══ The input ══

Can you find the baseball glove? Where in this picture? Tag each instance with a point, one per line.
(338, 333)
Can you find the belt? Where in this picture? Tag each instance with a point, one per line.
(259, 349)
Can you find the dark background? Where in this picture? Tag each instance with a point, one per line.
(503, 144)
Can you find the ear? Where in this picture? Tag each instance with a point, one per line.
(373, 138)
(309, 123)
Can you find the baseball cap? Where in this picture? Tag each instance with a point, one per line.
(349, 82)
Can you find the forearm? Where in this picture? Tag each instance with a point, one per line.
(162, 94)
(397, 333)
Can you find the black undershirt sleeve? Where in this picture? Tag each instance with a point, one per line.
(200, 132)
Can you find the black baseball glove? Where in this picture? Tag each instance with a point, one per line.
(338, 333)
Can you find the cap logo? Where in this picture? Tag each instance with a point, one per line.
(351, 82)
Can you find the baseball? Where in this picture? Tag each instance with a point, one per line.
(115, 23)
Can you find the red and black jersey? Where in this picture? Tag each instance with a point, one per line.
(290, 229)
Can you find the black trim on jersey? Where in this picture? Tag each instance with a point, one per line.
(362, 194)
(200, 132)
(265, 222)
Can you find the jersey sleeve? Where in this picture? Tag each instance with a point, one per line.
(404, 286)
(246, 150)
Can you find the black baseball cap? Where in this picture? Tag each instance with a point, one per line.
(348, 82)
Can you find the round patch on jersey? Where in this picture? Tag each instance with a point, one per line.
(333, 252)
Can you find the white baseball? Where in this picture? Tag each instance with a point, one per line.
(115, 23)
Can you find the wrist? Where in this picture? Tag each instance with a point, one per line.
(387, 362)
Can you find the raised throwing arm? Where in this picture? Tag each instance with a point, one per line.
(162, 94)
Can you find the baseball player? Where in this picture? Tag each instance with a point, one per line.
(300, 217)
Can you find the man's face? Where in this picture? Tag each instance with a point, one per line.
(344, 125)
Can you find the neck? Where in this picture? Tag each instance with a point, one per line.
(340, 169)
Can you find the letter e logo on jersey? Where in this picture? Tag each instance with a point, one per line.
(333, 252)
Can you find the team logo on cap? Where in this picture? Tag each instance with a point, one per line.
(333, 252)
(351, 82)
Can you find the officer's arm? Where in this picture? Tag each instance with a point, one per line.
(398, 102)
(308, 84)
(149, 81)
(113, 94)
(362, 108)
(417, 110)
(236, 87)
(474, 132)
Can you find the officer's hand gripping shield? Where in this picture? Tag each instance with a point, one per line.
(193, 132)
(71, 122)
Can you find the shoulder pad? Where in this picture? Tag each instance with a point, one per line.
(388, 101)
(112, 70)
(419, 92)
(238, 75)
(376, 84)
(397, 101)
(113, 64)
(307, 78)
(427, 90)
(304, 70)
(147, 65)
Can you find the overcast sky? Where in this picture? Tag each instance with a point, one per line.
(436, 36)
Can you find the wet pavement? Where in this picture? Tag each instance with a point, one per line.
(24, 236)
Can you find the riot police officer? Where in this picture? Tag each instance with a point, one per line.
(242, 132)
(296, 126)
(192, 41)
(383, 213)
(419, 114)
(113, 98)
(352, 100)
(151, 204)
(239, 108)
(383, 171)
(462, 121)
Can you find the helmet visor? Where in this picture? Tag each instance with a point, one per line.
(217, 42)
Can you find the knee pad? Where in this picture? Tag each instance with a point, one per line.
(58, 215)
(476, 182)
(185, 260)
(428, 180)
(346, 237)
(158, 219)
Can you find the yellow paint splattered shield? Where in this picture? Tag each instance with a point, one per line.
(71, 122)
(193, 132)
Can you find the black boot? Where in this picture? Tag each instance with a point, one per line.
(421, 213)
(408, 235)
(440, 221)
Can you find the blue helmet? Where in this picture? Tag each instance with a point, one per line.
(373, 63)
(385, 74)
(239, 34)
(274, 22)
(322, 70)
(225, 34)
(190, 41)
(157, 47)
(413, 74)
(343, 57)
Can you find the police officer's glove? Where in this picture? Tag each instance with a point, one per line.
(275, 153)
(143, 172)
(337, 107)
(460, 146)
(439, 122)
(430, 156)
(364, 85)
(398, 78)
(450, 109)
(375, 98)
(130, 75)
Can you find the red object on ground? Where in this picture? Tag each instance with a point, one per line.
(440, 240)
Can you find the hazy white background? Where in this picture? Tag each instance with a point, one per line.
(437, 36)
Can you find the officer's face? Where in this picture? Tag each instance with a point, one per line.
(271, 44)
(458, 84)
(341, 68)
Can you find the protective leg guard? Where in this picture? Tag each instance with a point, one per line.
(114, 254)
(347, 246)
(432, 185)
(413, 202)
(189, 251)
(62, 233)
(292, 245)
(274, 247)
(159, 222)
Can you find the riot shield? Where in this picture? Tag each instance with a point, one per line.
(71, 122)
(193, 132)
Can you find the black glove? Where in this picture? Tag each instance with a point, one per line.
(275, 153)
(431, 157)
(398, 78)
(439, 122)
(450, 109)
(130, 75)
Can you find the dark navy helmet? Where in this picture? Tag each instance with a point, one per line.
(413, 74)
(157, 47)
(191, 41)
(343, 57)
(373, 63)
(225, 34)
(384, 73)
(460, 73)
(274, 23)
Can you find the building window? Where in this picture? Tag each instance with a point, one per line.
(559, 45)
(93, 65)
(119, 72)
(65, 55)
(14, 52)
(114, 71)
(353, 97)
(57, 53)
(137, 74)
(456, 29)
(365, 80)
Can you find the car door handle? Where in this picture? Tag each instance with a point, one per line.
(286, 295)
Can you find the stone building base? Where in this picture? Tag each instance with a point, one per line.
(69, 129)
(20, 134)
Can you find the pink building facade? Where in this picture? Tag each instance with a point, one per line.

═══

• Exercise:
Each line from the one containing "Can you find the officer's face?" to the end of the listing above should be copied exactly, and nothing else.

• Correct answer:
Can you find the officer's face? Where in this picture? Tag each instance with a point, one per line.
(271, 44)
(458, 84)
(341, 68)
Can you find the protective leg guard? Where in this picture? Tag each instance with a point, one per line.
(114, 254)
(347, 246)
(432, 185)
(413, 202)
(189, 251)
(62, 233)
(292, 245)
(274, 247)
(159, 222)
Can you find the riot shield? Where in this picture? Tag each instance with a point, one per line.
(71, 122)
(193, 132)
Can you find the black glove? Where in this picture? Tag each instance with a point, one per line.
(275, 153)
(431, 157)
(398, 78)
(439, 122)
(450, 109)
(130, 75)
Can you find the dark navy helmet? Where in this picture? Tag each instance with a point, one per line.
(413, 74)
(157, 47)
(191, 41)
(343, 57)
(373, 63)
(225, 34)
(384, 73)
(460, 73)
(274, 23)
Can you find the building window? Where in this picture? Tag each instance with a point, one per line.
(559, 45)
(93, 65)
(119, 72)
(65, 55)
(14, 52)
(114, 71)
(353, 97)
(57, 53)
(137, 74)
(456, 29)
(365, 80)
Can you find the car door handle? Where in this picture? Tag each instance with a point, one per line.
(286, 295)
Can you find the stone building base? Where in this picture? Tag each instance with a point, one per line.
(69, 129)
(20, 134)
Can you find the pink building facade? Where in this picture? Tag each instance with a point, one per line.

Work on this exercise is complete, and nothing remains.